### What the task requires
Below are records with pictures in them; print them exactly, omitting the pictures.

Phrase grounding data:
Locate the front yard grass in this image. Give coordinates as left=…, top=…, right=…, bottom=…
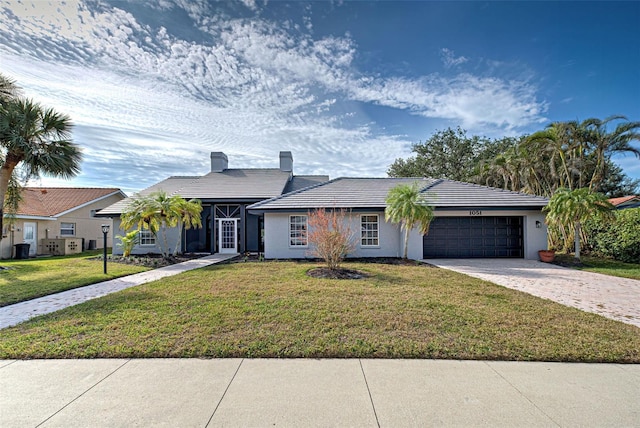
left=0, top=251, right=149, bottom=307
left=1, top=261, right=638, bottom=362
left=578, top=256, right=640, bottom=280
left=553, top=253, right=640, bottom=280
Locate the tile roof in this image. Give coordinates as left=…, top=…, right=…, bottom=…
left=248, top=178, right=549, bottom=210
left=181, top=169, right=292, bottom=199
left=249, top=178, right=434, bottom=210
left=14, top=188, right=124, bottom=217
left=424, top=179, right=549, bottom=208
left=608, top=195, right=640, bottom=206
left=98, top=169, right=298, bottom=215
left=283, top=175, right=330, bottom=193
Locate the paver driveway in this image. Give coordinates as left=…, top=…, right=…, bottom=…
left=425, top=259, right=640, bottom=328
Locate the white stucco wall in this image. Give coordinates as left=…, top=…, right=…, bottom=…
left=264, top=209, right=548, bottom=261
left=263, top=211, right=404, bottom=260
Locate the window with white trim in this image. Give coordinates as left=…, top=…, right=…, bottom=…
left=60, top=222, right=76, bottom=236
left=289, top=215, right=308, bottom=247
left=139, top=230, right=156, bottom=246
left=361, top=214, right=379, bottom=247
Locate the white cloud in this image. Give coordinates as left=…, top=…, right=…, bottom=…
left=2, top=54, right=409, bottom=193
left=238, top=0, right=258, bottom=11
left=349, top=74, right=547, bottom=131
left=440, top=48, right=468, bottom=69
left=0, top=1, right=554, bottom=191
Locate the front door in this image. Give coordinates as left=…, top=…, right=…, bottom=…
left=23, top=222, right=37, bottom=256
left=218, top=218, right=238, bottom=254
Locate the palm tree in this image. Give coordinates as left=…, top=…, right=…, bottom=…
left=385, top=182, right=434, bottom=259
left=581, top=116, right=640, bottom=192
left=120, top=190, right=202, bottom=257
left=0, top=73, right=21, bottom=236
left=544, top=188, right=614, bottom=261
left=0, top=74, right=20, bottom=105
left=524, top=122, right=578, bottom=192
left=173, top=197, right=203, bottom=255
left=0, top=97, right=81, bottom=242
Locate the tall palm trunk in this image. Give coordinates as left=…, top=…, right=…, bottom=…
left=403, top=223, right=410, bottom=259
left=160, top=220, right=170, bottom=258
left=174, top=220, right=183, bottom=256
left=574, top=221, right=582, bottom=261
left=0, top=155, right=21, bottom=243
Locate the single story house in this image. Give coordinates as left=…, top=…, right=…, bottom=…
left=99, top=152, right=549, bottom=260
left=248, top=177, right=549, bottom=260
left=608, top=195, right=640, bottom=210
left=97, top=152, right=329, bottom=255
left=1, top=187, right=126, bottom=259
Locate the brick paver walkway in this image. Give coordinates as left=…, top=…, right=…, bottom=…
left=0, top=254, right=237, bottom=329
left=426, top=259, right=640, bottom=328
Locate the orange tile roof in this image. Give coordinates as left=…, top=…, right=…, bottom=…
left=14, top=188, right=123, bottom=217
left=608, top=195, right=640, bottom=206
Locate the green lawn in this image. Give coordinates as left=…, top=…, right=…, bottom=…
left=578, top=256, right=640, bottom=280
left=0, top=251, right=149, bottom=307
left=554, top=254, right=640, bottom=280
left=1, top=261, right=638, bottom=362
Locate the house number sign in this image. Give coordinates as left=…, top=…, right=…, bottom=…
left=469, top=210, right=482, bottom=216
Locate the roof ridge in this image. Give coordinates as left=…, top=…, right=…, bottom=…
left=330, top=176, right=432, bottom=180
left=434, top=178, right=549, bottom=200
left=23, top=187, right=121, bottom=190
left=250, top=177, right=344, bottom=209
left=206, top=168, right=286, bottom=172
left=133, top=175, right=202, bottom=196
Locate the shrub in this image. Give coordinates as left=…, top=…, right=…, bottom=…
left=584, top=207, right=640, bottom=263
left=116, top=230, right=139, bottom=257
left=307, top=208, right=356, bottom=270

### Answer space
Locate the front yard grass in this image. Give coordinates as left=…, top=…, right=…, bottom=…
left=0, top=251, right=149, bottom=307
left=1, top=261, right=638, bottom=362
left=578, top=256, right=640, bottom=280
left=553, top=253, right=640, bottom=280
Locate the tile roof in this image. Give coordinates as left=…, top=…, right=…, bottom=…
left=248, top=178, right=549, bottom=210
left=181, top=169, right=292, bottom=199
left=249, top=178, right=434, bottom=210
left=14, top=188, right=124, bottom=217
left=424, top=179, right=549, bottom=208
left=608, top=195, right=640, bottom=206
left=98, top=169, right=298, bottom=215
left=283, top=175, right=330, bottom=193
Locate the paver driveway in this image. Give coordinates as left=…, top=…, right=…, bottom=…
left=425, top=259, right=640, bottom=328
Locate the white stucco wall in this image. Give coordinates as left=…, top=…, right=…, bottom=…
left=264, top=209, right=548, bottom=261
left=263, top=211, right=404, bottom=260
Locate the window with white trim in this image. Give coordinates as left=…, top=…, right=…, bottom=…
left=60, top=222, right=76, bottom=236
left=289, top=215, right=308, bottom=247
left=139, top=230, right=156, bottom=246
left=361, top=214, right=379, bottom=247
Locate the white cloud in this image. Give coordinates as left=…, top=…, right=…, bottom=…
left=2, top=54, right=409, bottom=193
left=238, top=0, right=258, bottom=11
left=349, top=74, right=547, bottom=131
left=440, top=48, right=468, bottom=69
left=0, top=1, right=554, bottom=191
Locate the front door in this image. Give coordinates as left=…, top=…, right=…, bottom=…
left=23, top=222, right=37, bottom=256
left=218, top=218, right=238, bottom=254
Locate the palm tree in this image. Give coordinates as left=…, top=…, right=…, bottom=…
left=385, top=182, right=434, bottom=259
left=581, top=116, right=640, bottom=192
left=120, top=190, right=202, bottom=257
left=0, top=73, right=21, bottom=236
left=544, top=188, right=614, bottom=261
left=0, top=74, right=20, bottom=105
left=524, top=122, right=578, bottom=192
left=173, top=197, right=203, bottom=255
left=0, top=97, right=81, bottom=242
Locate the tall palm trunk in this image. Give coordinates as left=…, top=…, right=…, bottom=…
left=403, top=223, right=410, bottom=259
left=160, top=220, right=170, bottom=258
left=174, top=220, right=183, bottom=256
left=574, top=221, right=582, bottom=261
left=0, top=155, right=21, bottom=243
Locate the single story house in this image. Give coordinates as left=…, top=…, right=…, bottom=…
left=99, top=152, right=549, bottom=260
left=248, top=177, right=549, bottom=260
left=608, top=195, right=640, bottom=210
left=97, top=152, right=329, bottom=255
left=1, top=187, right=126, bottom=259
Locate the brick paver walkway in this image. Give coordinates as left=…, top=…, right=…, bottom=…
left=0, top=254, right=237, bottom=329
left=426, top=259, right=640, bottom=328
Locate the orange tile roof in this image. Give coordinates as left=…, top=…, right=…, bottom=…
left=14, top=188, right=123, bottom=217
left=608, top=195, right=640, bottom=206
Locate the green lawn in this image. Give coordinates as left=…, top=…, right=…, bottom=…
left=578, top=256, right=640, bottom=280
left=0, top=251, right=149, bottom=307
left=554, top=254, right=640, bottom=280
left=1, top=261, right=638, bottom=362
Locate the house number sign in this image. Give coordinates as left=…, top=…, right=…, bottom=…
left=469, top=210, right=482, bottom=216
Locate the roof ridge in this image. Give coordinates as left=…, top=…, right=…, bottom=…
left=330, top=176, right=432, bottom=180
left=434, top=178, right=549, bottom=200
left=23, top=187, right=121, bottom=190
left=250, top=177, right=344, bottom=209
left=206, top=168, right=286, bottom=172
left=133, top=175, right=202, bottom=196
Locate the shrub in this image. Give coordinates as left=…, top=…, right=…, bottom=…
left=584, top=207, right=640, bottom=263
left=116, top=230, right=139, bottom=257
left=307, top=208, right=356, bottom=270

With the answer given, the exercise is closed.